Assignment ::
Once the pictures have been excluded, set down each remaining entry word for word.
*** Opening Material shown ***
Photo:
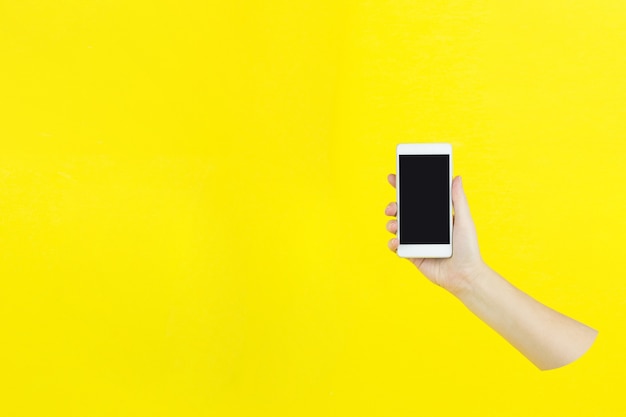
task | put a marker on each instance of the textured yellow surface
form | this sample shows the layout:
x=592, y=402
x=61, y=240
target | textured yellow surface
x=192, y=195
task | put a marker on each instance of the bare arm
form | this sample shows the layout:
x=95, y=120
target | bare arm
x=546, y=337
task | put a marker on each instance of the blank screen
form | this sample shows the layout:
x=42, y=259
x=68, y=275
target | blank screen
x=424, y=199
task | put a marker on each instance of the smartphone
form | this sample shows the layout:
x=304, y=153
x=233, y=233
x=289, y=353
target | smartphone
x=424, y=196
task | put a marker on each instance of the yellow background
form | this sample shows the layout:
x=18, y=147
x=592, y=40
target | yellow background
x=192, y=195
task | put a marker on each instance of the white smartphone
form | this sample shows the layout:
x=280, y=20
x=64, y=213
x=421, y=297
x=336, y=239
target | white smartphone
x=424, y=196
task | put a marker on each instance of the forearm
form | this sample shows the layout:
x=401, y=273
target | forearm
x=546, y=337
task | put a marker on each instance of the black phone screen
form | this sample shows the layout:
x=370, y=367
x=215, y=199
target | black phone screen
x=424, y=201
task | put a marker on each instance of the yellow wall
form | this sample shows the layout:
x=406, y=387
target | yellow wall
x=192, y=195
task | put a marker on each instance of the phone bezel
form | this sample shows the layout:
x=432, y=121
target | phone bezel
x=443, y=250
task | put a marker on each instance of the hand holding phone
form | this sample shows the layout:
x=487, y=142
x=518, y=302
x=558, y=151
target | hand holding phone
x=424, y=181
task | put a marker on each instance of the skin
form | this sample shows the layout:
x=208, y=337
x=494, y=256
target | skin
x=546, y=337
*** Closing Material shown ***
Answer to this task ::
Photo:
task | put a marker on each instance of the textured yellow surface
form | this sample shows the layout:
x=592, y=402
x=61, y=240
target | textured yellow surface
x=192, y=195
task | put a marker on each instance of the bare arm
form | this sample shows the layout:
x=95, y=120
target | bare arm
x=546, y=337
task | put a marker on each instance of the blank screen
form | this sample shows the layout:
x=42, y=259
x=68, y=275
target | blank screen
x=424, y=199
task | put a marker on each instance of the smartphone
form | this sample shows the layout:
x=304, y=153
x=233, y=233
x=289, y=353
target | smartphone
x=424, y=196
task | put a marker on each instance of the yellow background
form | this sample shows the layout:
x=18, y=147
x=592, y=40
target | yellow background
x=192, y=195
task | put a marker on each instance of the white smartphone
form | this sample shows the layout:
x=280, y=20
x=64, y=213
x=421, y=297
x=336, y=239
target | white smartphone
x=424, y=196
task | put a marker on each instance of the forearm
form | this sample shows the layout:
x=401, y=273
target | forearm
x=546, y=337
task | put a marker on each instance of the black phone screen
form | this sample shows the layout:
x=370, y=367
x=215, y=199
target | black phone screen
x=424, y=201
task | put a marker on each instance of the yellow wall
form | this sample shows the layout:
x=406, y=387
target | yellow wall
x=192, y=195
task | put a marker on each instance of the phone bezel
form | this sample shows the layout:
x=432, y=121
target | phone bezel
x=443, y=250
task | put a marker on each instance of the hand holding phone
form | this sample shows the layout:
x=487, y=142
x=518, y=302
x=558, y=151
target | hand holding phone
x=424, y=181
task | put a marker on each instance of the skin
form | this sample shows the layout:
x=208, y=337
x=494, y=256
target | skin
x=546, y=337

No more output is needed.